#### TASK INSTRUCTIONS:
Arrange all of the entries below as a two-column CSV headed "instruction" and "answer," with one row per entry. Put the entry's text and its answer each in one quoted field, and turn any line breaks into spaces.

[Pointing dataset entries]
··········
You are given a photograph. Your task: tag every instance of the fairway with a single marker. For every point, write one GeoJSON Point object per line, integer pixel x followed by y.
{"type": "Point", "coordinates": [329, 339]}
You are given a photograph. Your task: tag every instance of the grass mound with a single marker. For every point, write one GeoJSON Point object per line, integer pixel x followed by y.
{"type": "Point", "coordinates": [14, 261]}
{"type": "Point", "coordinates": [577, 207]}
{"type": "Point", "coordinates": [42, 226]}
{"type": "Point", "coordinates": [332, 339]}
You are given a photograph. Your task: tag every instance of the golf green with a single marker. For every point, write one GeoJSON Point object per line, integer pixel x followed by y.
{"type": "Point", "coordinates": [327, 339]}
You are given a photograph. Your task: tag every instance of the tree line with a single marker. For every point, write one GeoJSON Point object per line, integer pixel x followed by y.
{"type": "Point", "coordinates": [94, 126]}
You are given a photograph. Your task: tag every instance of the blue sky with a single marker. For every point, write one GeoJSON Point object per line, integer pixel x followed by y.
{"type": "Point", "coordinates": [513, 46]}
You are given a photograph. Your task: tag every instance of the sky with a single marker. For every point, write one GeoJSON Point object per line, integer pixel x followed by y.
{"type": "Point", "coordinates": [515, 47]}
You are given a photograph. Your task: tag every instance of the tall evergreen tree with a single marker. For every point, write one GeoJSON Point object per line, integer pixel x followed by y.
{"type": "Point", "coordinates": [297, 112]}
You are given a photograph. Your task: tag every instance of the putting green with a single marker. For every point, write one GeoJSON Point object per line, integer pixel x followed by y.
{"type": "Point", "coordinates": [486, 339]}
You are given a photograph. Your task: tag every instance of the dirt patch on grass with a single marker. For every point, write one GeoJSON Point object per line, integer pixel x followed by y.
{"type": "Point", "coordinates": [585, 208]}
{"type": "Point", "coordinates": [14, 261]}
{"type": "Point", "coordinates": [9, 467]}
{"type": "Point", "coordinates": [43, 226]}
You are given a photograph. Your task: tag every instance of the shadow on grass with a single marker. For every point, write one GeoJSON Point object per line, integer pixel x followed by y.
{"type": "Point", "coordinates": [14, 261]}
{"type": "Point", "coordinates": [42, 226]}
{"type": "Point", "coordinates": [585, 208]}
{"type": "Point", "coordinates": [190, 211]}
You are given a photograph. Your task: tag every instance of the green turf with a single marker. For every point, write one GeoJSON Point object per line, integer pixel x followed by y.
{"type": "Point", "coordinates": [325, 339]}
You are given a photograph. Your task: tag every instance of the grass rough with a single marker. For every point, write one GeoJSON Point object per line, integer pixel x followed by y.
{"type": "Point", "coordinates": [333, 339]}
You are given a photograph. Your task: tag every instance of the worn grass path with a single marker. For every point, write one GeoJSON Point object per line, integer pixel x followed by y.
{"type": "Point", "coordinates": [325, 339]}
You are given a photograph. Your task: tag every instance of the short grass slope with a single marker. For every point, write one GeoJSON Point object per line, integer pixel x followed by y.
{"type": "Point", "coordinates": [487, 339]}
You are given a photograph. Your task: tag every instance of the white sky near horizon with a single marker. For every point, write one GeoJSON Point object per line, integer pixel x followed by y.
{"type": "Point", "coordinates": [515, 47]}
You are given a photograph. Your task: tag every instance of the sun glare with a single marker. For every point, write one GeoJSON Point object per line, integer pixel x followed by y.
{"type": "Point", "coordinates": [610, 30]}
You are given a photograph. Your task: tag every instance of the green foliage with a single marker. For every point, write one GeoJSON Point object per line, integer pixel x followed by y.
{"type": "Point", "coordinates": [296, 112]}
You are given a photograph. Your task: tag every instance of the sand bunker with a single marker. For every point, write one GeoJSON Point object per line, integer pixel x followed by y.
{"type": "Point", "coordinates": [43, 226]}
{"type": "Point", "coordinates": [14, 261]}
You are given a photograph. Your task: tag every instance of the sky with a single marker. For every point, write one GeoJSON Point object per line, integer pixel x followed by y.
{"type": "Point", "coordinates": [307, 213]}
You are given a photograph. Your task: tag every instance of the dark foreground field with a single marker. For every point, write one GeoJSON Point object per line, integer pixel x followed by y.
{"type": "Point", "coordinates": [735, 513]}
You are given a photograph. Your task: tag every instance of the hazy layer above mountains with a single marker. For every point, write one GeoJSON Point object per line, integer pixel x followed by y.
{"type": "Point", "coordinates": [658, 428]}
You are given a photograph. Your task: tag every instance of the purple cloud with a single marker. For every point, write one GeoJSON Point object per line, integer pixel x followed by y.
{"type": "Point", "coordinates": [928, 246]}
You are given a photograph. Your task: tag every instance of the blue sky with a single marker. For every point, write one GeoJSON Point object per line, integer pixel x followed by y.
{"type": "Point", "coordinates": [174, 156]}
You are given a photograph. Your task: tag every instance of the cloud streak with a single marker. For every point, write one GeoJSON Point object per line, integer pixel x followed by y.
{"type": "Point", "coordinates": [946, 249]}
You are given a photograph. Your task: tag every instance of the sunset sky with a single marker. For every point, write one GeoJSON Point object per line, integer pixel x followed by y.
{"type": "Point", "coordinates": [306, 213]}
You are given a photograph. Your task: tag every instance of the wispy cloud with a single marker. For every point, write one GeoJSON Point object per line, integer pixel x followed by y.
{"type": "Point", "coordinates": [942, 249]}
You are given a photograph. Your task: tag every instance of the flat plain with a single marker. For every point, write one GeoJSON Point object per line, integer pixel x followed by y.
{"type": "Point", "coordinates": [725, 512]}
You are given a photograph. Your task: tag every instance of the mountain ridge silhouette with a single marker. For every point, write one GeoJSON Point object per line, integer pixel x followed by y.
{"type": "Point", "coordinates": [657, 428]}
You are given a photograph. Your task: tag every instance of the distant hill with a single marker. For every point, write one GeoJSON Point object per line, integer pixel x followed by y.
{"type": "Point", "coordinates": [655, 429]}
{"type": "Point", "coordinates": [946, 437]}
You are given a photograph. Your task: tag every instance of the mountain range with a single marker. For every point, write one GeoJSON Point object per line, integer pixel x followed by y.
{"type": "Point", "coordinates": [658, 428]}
··········
#### FINAL ANSWER:
instruction,answer
"You are given a photograph. Your task: tag every instance of the fairway with a single marker. For every point, write one GeoJSON Point object per line, integer pixel x followed by y.","{""type"": ""Point"", ""coordinates"": [329, 339]}"
"You are given a photograph. Your task: tag every instance of the grass mound with a single marker. For every point, write one GeoJSON Point object per line, integer pixel x followed by y.","{""type"": ""Point"", ""coordinates"": [14, 261]} {""type"": ""Point"", ""coordinates"": [577, 207]} {""type"": ""Point"", ""coordinates"": [42, 226]} {""type"": ""Point"", ""coordinates"": [332, 339]}"
"You are given a photograph. Your task: tag every instance of the golf green with a single marker. For every point, write one GeoJSON Point object per line, integer pixel x followed by y.","{""type"": ""Point"", ""coordinates"": [327, 339]}"
"You are given a photograph. Your task: tag every instance of the tree line with a single marker. For every point, write one GeoJSON Point object per line, integer pixel x followed by y.","{""type"": ""Point"", ""coordinates"": [94, 126]}"
"You are given a photograph. Your task: tag every instance of the blue sky with a single marker. For every point, write one GeoJSON Point object per line, integer pixel x followed by y.","{""type"": ""Point"", ""coordinates"": [513, 46]}"
"You are given a photograph. Your task: tag every instance of the sky with a single marker. For every point, write one GeoJSON Point object per line, integer pixel x followed by y.","{""type"": ""Point"", ""coordinates"": [515, 47]}"
"You are given a photograph. Your task: tag every instance of the tall evergreen tree with a single marker. For every point, write one GeoJSON Point object per line, integer pixel x followed by y.","{""type"": ""Point"", ""coordinates"": [297, 112]}"
"You are given a photograph. Your task: tag every instance of the putting green with a single marker. For every point, write one GeoJSON Point object per line, integer pixel x followed by y.","{""type"": ""Point"", ""coordinates"": [486, 339]}"
"You are given a photograph. Your task: tag every instance of the dirt patch on grass with a single marker. For every point, write one GeoJSON Point object per line, integer pixel x followed by y.","{""type"": ""Point"", ""coordinates"": [585, 208]} {""type"": ""Point"", ""coordinates"": [14, 261]} {""type"": ""Point"", ""coordinates"": [9, 467]} {""type"": ""Point"", ""coordinates"": [43, 226]}"
"You are given a photograph. Your task: tag every instance of the shadow on grass with a single marker. For every point, write one GeoJSON Point object per line, integer pixel x followed by y.","{""type"": ""Point"", ""coordinates"": [14, 261]} {""type"": ""Point"", ""coordinates"": [42, 226]} {""type"": ""Point"", ""coordinates"": [585, 208]} {""type"": ""Point"", ""coordinates"": [190, 211]}"
"You are given a photograph. Your task: tag every instance of the green turf with a single marker. For every point, write one GeoJSON Point object per line, integer pixel x followed by y.","{""type"": ""Point"", ""coordinates"": [325, 339]}"
"You are given a photograph. Your task: tag every instance of the grass rough with a single marker. For every point, write one GeoJSON Point object per line, integer pixel x followed by y.","{""type"": ""Point"", ""coordinates"": [333, 339]}"
"You are given a photograph. Your task: tag every instance of the worn grass path with a single marker. For every point, write one GeoJSON Point object per line, integer pixel x followed by y.","{""type"": ""Point"", ""coordinates"": [325, 339]}"
"You are given a photograph. Your task: tag every instance of the short grass slope with a single marker. For every point, write one GeoJSON Point object per line, integer pixel x followed by y.","{""type"": ""Point"", ""coordinates"": [487, 339]}"
"You are given a photograph. Your task: tag every instance of the white sky near horizon with a single marker. For every point, write one GeoJSON Point object per line, integer pixel x followed by y.","{""type"": ""Point"", ""coordinates"": [515, 47]}"
"You are given a photograph. Your task: tag every instance of the sun glare with a single marker. For every point, write one GeoJSON Point object per line, integer pixel x followed by y.","{""type"": ""Point"", ""coordinates"": [610, 30]}"
"You are given a photograph. Your task: tag every instance of the green foliage with a single marker. For every point, write one GeoJSON Point object per line, integer pixel x followed by y.","{""type"": ""Point"", ""coordinates"": [296, 112]}"
"You are given a photograph. Your task: tag every instance of the sand bunker with a single marker. For every point, write one GeoJSON Point object per line, integer pixel x followed by y.","{""type"": ""Point"", ""coordinates"": [43, 226]} {""type"": ""Point"", ""coordinates"": [14, 261]}"
"You are given a photograph. Your task: tag every instance of the sky with a single marker. For every point, write one GeoJSON Point object per line, integer pixel x followed by y.","{""type"": ""Point"", ""coordinates"": [307, 213]}"
"You are given a photograph. Your task: tag every instance of the dark foreground field with a single marker. For every point, write one GeoJSON Point object per line, integer pixel x followed by y.","{""type"": ""Point"", ""coordinates"": [735, 513]}"
"You are given a photograph. Your task: tag every instance of the hazy layer above mountains with a single marker. For every point, write one GeoJSON Point object per line, integer pixel x followed by y.","{""type"": ""Point"", ""coordinates"": [658, 428]}"
"You are given a photograph. Your task: tag every instance of the purple cloud with a single marker. For every point, write one GeoJSON Point object per line, integer pixel x followed by y.","{""type"": ""Point"", ""coordinates"": [928, 246]}"
"You are given a photograph. Your task: tag every instance of the blue sky with a single marker. For every point, write one GeoJSON Point object per line, integer pixel x followed by y.","{""type"": ""Point"", ""coordinates"": [174, 156]}"
"You are given a photograph. Your task: tag every instance of the cloud streak with a single marker. For every point, write one GeoJSON Point object per line, integer pixel x followed by y.","{""type"": ""Point"", ""coordinates"": [946, 249]}"
"You are given a photograph. Your task: tag every instance of the sunset sky with a single marker. For every point, write one GeoJSON Point object per line, integer pixel x followed by y.","{""type"": ""Point"", ""coordinates"": [306, 213]}"
"You are given a photograph. Your task: tag every instance of the wispy cloud with a single marker. For every point, write one GeoJSON Point object per line, integer pixel x followed by y.","{""type"": ""Point"", ""coordinates"": [942, 249]}"
"You are given a photograph. Your task: tag every instance of the flat plain with a single marker. For every point, write one GeoJSON Point object per line, integer pixel x followed by y.","{""type"": ""Point"", ""coordinates"": [725, 512]}"
"You are given a photograph. Your task: tag every instance of the mountain ridge silhouette with a single marker. For every point, write one GeoJSON Point object per line, integer pixel x followed by y.","{""type"": ""Point"", ""coordinates"": [657, 428]}"
"You are given a photograph. Your task: tag every instance of the distant hill with a single marker. For every point, write one GeoJSON Point object per line, integer pixel x followed by y.","{""type"": ""Point"", ""coordinates"": [655, 429]} {""type"": ""Point"", ""coordinates"": [946, 437]}"
"You are given a photograph. Your task: tag every instance of the mountain range with a single marker. For every point, write one GeoJSON Point object per line, integer pixel x followed by y.","{""type"": ""Point"", ""coordinates"": [658, 428]}"